The Octagon – February, 2022

Greetings all,

With much of the animal kingdom in hibernation over these winter months, rest assured that the Friends of Fintry have not been curled up in their burrows, although with this continuing pandemic it is tempting to do so! We have been sniffing out as many grants as we are eligible for with the hope that this coming season will have a sense of normalcy. As well as our Fairs, we are hoping to have exciting new events every month from May to September, so stay tuned, make sure your membership is up to date and regularly check out our website at www.fintry.ca

One of our grant applications was to Canada Summer Jobs for two students, so we are hopeful that (a) we will be able to have tours, and (b) that we get this funding. Last summer’s students were an incredible asset and certainly took a load off our volunteers.

Heritage Week (February 21st-27th) will soon be upon us and I encourage you to check out the Heritage BC website at www.heritagebc.ca/events-activities/ and our local Heritage Week Facebook Page www.facebook.com/heritageweekokanagan, where you can find out what’s happening this year.

Those who have toured the Manor House may remember that on the desk in the Red Room is the photograph of a gentleman. What follows now is an incredible story of coincidence by our Curator, Dan Bruce which I am sure you will enjoy………..

” Presumption now hath made his masterpiece . . .”

                                                                            with apologies to The Bard

The portrait that is now on James Dun-Waters’ desk in the Red Room is of Philip Gordon Cracknell, my grandfather. It might indeed be thought presumptuous to draw attention to a personal connection to Fintry, but the fact remains that when I began work as Curator of the site, I had no knowledge of what follows.

Sometime early in 2009, my mother mentioned that she regretted not having a larger copy of her favourite photograph of her father.  The locket-sized portrait had sat in its silver frame on her bedside table for years.   I suggested that with the technology now available, it should not be a problem to enlarge even one so small.  Lynda Miller was kind enough to do some work on it, and created a very clear 8 X 10, which was then framed and presented. This led to a lengthy reminiscence, much of which I had heard previously, so the situation was not unusual, listening with one ear, I was occupied with other trivialities in the living room at home.  Unexpected and new information brought me back to reality, and I asked for a repeat, and more detail.

__Using the information__:
**A)** According to the Friends of Fintry newsletter, whose portrait now sits on James Dun-Waters' desk in the Red Room?
**B)** Quote the Friends of Fintry newsletter from "Those who have" to "of what follows.".
**C)** Continue the Friends of Fintry newsletter, picking up the story of the Red Room portrait after its last sentence.

__Records supplied__:
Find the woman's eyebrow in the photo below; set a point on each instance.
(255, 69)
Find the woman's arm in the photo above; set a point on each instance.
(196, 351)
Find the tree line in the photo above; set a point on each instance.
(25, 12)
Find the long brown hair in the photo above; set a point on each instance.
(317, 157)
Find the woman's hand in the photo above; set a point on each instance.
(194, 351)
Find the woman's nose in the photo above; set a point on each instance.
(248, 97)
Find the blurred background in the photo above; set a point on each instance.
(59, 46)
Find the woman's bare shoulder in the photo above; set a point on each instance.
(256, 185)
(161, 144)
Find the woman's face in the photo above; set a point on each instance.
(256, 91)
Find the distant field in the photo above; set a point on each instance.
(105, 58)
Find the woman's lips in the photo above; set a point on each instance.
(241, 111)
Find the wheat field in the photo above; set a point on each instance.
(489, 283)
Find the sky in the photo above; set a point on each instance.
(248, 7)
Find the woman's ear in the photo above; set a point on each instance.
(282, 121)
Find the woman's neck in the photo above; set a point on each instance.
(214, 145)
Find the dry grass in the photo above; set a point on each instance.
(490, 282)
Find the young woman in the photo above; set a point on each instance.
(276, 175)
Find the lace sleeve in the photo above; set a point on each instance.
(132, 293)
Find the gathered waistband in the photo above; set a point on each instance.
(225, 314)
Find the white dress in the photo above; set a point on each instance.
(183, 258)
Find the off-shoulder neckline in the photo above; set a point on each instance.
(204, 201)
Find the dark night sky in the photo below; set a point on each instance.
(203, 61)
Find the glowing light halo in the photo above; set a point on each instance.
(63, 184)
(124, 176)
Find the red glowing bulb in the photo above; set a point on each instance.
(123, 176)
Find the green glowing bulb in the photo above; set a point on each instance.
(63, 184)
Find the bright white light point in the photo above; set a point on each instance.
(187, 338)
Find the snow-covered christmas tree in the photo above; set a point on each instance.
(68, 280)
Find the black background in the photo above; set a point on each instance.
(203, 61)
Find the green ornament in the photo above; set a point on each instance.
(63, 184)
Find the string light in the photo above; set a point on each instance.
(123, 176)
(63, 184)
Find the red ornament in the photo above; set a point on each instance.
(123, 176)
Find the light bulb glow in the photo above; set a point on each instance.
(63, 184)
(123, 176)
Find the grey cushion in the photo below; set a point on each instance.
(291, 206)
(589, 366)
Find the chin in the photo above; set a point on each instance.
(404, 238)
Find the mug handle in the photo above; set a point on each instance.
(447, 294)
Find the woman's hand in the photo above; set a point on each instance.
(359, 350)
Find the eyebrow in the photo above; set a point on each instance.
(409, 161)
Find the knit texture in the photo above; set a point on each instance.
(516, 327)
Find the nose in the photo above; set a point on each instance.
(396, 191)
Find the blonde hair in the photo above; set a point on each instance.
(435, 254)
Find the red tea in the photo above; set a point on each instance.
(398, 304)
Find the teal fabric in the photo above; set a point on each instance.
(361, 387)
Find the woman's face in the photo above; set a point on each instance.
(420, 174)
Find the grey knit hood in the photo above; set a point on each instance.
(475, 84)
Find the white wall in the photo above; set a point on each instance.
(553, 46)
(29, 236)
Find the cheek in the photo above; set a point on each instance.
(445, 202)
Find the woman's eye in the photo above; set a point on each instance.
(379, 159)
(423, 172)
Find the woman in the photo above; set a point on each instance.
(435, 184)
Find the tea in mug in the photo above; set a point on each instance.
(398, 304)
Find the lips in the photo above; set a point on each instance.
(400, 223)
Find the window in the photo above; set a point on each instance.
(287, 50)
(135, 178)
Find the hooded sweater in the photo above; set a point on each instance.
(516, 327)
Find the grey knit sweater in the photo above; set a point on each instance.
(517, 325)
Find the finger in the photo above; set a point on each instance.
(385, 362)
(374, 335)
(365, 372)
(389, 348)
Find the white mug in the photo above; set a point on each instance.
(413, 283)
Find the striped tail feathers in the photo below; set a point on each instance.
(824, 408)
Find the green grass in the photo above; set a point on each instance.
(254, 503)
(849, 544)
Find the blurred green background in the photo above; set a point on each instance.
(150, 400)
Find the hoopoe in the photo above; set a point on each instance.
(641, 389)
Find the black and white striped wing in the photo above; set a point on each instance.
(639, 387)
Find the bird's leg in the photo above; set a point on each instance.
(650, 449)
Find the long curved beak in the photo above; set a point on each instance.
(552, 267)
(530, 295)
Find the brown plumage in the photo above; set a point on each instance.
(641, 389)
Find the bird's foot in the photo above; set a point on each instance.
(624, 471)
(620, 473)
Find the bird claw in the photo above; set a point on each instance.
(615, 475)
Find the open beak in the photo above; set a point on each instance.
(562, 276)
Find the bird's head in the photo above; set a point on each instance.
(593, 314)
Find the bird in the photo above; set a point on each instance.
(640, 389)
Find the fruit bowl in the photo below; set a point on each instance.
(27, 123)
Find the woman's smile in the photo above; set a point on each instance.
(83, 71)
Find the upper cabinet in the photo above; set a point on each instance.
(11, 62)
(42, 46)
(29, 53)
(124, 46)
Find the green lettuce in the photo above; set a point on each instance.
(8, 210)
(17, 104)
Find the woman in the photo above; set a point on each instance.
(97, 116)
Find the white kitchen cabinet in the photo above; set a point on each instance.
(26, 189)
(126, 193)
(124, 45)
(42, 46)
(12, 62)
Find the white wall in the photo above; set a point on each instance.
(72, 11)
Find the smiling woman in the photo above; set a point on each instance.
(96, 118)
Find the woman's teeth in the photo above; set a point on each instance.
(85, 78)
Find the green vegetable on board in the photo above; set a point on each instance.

__Exercise responses__:
**A)** Philip Gordon Cracknell, the grandfather of the Curator, Dan Bruce.

**B)**
Those who have toured the Manor House may remember that on the desk in the Red Room is the photograph of a gentleman. What follows now is an incredible story of coincidence by our Curator, Dan Bruce which I am sure you will enjoy………..

” Presumption now hath made his masterpiece . . .”

                                                                            with apologies to The Bard

The portrait that is now on James Dun-Waters’ desk in the Red Room is of Philip Gordon Cracknell, my grandfather. It might indeed be thought presumptuous to draw attention to a personal connection to Fintry, but the fact remains that when I began work as Curator of the site, I had no knowledge of what follows.

**C)**
The story came out as Philip Cracknell told it to his children. He was involved in the Gallipoli episode in the First World War, after which he continued in the Royal Navy, but was shipwrecked in the Mediterranean and ended up on the Greek island of Mudros. He was rescued from there, and taken to Alexandria. Not severely wounded, he was for a time in the care off the field hospital set up by James Dun-Waters, his wife, Alice and Katie Stuart.

After his recovery, he returned to England, and re-enlisted, this time in the army. My mother said he would never speak of his experience in France, but was quite forthcoming on his time in the Navy.

Needless to say, I was surprised, to put it mildly, to discover this after having been Curator at Fintry since 2002.   My mother was aware of the basic history of the Fintry Estate, but it seems, had not realized the Alexandria connection.

Philip Gordon Cracknell was the younger son of the Rev. Thomas Cracknell, whose fluency in Latin and Greek assisted Christopher Wordsworth, Bishop of Lincoln in writing his commentary and notes on the Bible, published in 1880.  He was named Gordon, like so many others at the time, after General Charles Gordon, killed at Khartoum in 1885.  He became a pharmacist and dispensing chemist with his own business in London.  His older brother, Parkinson Cracknell came to Canada and enlisted in the NW Mounted Police, based in Cochrane, Alberta, (ca. 1910).   Park went back to England at the start of the war, and was an early casualty in France.

When visiting the Manor House this year be sure to look for this photograph on the desk in the Red Room….another piece of history with an interesting story behind it.

Stay safe everyone….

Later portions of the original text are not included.